Exercise requirements: Please show every line below that contains the string "baked", treating case as significant.

[Outline entries for pictures]
▬▬▬▬▬▬

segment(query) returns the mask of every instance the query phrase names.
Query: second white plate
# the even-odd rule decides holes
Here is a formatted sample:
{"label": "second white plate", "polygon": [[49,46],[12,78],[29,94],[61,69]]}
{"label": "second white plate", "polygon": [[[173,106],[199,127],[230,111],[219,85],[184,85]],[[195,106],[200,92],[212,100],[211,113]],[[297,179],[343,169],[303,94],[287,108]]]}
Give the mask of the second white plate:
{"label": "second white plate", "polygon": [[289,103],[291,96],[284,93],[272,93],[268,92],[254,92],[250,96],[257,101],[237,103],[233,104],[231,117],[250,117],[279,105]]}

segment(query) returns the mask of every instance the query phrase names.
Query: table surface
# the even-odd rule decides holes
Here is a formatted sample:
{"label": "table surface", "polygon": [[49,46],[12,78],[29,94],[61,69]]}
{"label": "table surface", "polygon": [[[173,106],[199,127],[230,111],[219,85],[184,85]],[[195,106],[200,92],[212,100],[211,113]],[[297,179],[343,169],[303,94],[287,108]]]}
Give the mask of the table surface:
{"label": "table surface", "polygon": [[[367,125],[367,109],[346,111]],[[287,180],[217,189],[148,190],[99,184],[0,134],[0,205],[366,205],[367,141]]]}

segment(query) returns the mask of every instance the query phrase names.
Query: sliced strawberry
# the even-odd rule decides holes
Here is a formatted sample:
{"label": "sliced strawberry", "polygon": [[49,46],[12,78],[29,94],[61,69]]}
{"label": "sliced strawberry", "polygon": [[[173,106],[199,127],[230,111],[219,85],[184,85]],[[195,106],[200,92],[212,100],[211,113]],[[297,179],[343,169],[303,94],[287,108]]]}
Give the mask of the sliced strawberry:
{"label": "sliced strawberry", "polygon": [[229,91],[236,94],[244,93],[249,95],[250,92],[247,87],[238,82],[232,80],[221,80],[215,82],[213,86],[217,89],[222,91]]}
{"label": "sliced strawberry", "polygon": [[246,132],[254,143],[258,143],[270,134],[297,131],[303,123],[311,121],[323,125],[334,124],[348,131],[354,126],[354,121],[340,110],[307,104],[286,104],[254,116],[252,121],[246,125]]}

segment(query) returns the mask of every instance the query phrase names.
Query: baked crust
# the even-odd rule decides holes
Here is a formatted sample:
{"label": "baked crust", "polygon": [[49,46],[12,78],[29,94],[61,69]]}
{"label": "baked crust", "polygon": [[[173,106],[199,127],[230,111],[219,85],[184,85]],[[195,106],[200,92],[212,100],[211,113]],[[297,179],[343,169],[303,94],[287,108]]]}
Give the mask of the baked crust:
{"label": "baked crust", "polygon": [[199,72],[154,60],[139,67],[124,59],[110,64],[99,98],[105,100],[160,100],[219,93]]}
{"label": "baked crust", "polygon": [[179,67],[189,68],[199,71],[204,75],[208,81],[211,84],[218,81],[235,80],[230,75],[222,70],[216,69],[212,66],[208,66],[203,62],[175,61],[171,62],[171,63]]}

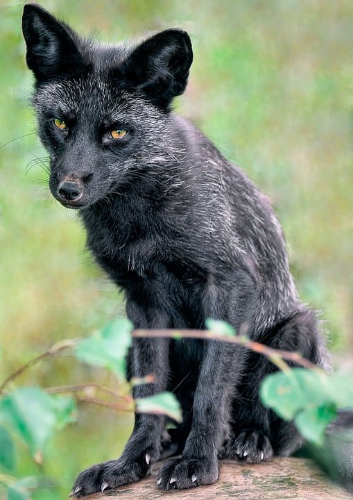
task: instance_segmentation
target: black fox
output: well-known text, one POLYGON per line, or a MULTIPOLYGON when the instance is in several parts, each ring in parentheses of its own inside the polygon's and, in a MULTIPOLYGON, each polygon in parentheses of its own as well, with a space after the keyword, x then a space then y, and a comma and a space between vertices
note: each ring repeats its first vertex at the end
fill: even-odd
MULTIPOLYGON (((318 365, 325 350, 302 304, 268 198, 189 121, 171 111, 193 59, 189 35, 169 29, 135 47, 84 40, 40 6, 25 6, 26 61, 35 77, 39 135, 50 189, 79 209, 96 262, 126 294, 137 328, 203 328, 208 317, 318 365)), ((140 339, 130 376, 153 373, 143 397, 173 391, 183 422, 137 414, 122 456, 82 472, 83 497, 137 481, 161 458, 162 490, 217 481, 219 458, 248 462, 302 444, 291 423, 261 403, 273 366, 216 341, 140 339)))

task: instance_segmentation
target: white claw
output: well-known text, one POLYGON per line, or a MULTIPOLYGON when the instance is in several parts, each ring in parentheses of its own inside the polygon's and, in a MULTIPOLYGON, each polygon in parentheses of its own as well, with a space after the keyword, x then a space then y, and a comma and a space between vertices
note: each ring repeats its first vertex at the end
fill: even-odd
POLYGON ((105 483, 103 483, 102 484, 102 485, 101 487, 101 491, 103 492, 105 490, 107 490, 107 488, 109 488, 109 483, 107 483, 105 481, 105 483))

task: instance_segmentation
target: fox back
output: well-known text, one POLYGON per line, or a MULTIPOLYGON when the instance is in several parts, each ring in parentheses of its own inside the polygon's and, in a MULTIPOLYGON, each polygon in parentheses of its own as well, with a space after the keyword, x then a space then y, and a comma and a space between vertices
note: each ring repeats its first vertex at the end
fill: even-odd
MULTIPOLYGON (((269 200, 171 110, 193 59, 187 33, 97 44, 34 4, 22 26, 51 193, 78 210, 135 326, 202 328, 212 317, 322 365, 315 316, 299 301, 269 200)), ((129 376, 153 373, 155 382, 134 395, 173 391, 183 422, 167 431, 164 417, 137 414, 121 458, 84 471, 73 494, 137 481, 166 456, 181 454, 160 472, 158 488, 169 490, 214 482, 221 456, 291 453, 302 442, 294 426, 259 399, 273 369, 231 344, 135 339, 129 376)))

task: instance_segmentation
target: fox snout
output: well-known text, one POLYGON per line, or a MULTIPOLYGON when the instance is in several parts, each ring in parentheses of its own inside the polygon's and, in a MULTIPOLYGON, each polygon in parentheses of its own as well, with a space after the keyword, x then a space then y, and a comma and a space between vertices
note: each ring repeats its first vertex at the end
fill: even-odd
POLYGON ((58 195, 64 201, 78 201, 83 193, 83 187, 77 182, 64 181, 58 188, 58 195))
POLYGON ((65 176, 54 189, 52 189, 54 197, 69 208, 82 207, 84 204, 83 199, 85 194, 85 180, 76 176, 65 176))

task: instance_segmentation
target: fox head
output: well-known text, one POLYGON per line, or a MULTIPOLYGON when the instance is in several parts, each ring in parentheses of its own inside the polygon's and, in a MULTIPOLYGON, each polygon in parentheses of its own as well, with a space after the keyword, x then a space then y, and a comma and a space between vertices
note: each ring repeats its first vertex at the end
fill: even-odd
POLYGON ((169 117, 192 62, 187 33, 166 30, 135 48, 97 44, 35 3, 24 6, 22 31, 53 196, 80 208, 158 176, 178 149, 169 117))

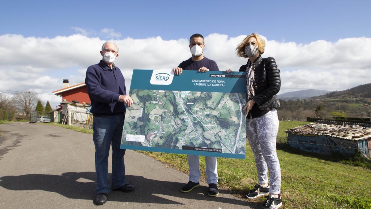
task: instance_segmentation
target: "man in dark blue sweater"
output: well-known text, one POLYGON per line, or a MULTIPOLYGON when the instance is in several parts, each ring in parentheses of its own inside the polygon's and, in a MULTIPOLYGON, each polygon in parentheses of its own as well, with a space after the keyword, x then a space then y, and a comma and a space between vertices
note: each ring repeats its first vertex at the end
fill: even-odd
MULTIPOLYGON (((209 70, 219 71, 219 68, 214 60, 208 59, 203 55, 205 49, 204 37, 201 34, 196 33, 189 39, 189 48, 192 57, 182 62, 177 67, 173 70, 174 74, 180 75, 183 70, 197 70, 198 72, 207 72, 209 70)), ((181 189, 182 192, 188 192, 194 188, 200 186, 201 177, 199 160, 198 155, 187 155, 189 166, 189 181, 181 189)), ((206 156, 206 182, 209 184, 209 196, 215 197, 219 194, 218 187, 218 172, 217 169, 217 158, 216 157, 206 156)))
POLYGON ((100 51, 99 63, 88 68, 85 83, 91 102, 93 113, 93 140, 95 147, 97 205, 107 201, 109 191, 108 175, 109 147, 112 147, 112 190, 127 192, 134 187, 126 183, 124 155, 120 149, 126 106, 133 100, 126 95, 125 80, 114 61, 118 57, 118 48, 111 41, 104 43, 100 51))

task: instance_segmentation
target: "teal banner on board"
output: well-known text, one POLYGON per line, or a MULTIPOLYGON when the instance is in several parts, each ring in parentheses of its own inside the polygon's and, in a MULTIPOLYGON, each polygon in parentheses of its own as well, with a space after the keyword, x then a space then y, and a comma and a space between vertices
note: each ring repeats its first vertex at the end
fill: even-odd
POLYGON ((134 70, 121 148, 244 159, 246 76, 134 70))

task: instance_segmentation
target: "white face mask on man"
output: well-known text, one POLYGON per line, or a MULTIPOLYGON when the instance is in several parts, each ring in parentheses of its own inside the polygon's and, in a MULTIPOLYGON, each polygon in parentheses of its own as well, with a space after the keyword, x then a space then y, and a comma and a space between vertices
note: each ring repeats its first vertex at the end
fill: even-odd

▬▬▬▬▬▬

Result of this task:
Query: baked crust
{"label": "baked crust", "polygon": [[49,46],[12,78],[29,94],[61,69]]}
{"label": "baked crust", "polygon": [[[173,106],[199,127],[230,111],[219,85],[184,85]],[[195,106],[200,92],[212,100],[211,113]],[[297,179],[343,169],[303,94],[287,108]]]}
Give the mask of the baked crust:
{"label": "baked crust", "polygon": [[199,72],[154,60],[139,67],[124,59],[110,64],[99,98],[105,100],[160,100],[219,93]]}
{"label": "baked crust", "polygon": [[179,67],[189,68],[199,71],[204,75],[208,81],[211,84],[218,81],[235,80],[230,75],[222,70],[216,69],[212,66],[208,66],[203,62],[175,61],[171,62],[171,63]]}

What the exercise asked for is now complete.